# SOURCE TEXT start

The US Dollar (USD) extended its gains after higher-than-expected Purchasing Managers Index (PMI) data from the United States (US) was released on Thursday. The data raised concerns that interest rates will remain elevated for much more time, sending Treasury yields higher. Additionally, the latest Federal Open Market Committee (FOMC) Minutes showed that Fed policymakers expressed concerns about the lack of progress on inflation, which was more persistent than expected at the start of 2024.
Investors will likely pay close attention to US Durable Goods Orders on Friday, which gauge the value of orders received by manufacturers for durable goods intended to last for three years or more. Additionally, the Michigan Consumer Sentiment Index will provide insight into consumer attitudes regarding financial and income situations in the United States.
Daily Digest Market Movers: Australian Dollar extends losses due to risk aversion
- The ASX 200 Index has rebounded, trading around 7,740 on Friday. However, Australian equities faced pressure amid lower commodity prices as stronger-than-expected US PMI data raised concerns that the Federal Reserve might maintain higher interest rates for a longer period.

# SOURCE TEXT end
# GIVEN MATERIAL start

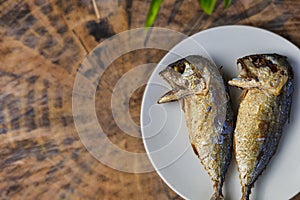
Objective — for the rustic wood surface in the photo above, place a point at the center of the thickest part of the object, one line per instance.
(43, 42)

# GIVEN MATERIAL end

● **REQUIRED WORK**
1. Reproduce part of the market report word for word. Begin at the words "Investors will likely" and stop after "a longer period.".
2. From the market report, list every abbreviation that appears in parentheses right after its spelled-out form.
The material comes from a separate source, not from the market report.

● **SOLUTIONS TO EACH TASK**
1.
Investors will likely pay close attention to US Durable Goods Orders on Friday, which gauge the value of orders received by manufacturers for durable goods intended to last for three years or more. Additionally, the Michigan Consumer Sentiment Index will provide insight into consumer attitudes regarding financial and income situations in the United States.
Daily Digest Market Movers: Australian Dollar extends losses due to risk aversion
- The ASX 200 Index has rebounded, trading around 7,740 on Friday. However, Australian equities faced pressure amid lower commodity prices as stronger-than-expected US PMI data raised concerns that the Federal Reserve might maintain higher interest rates for a longer period.

2. USD, PMI, US, FOMC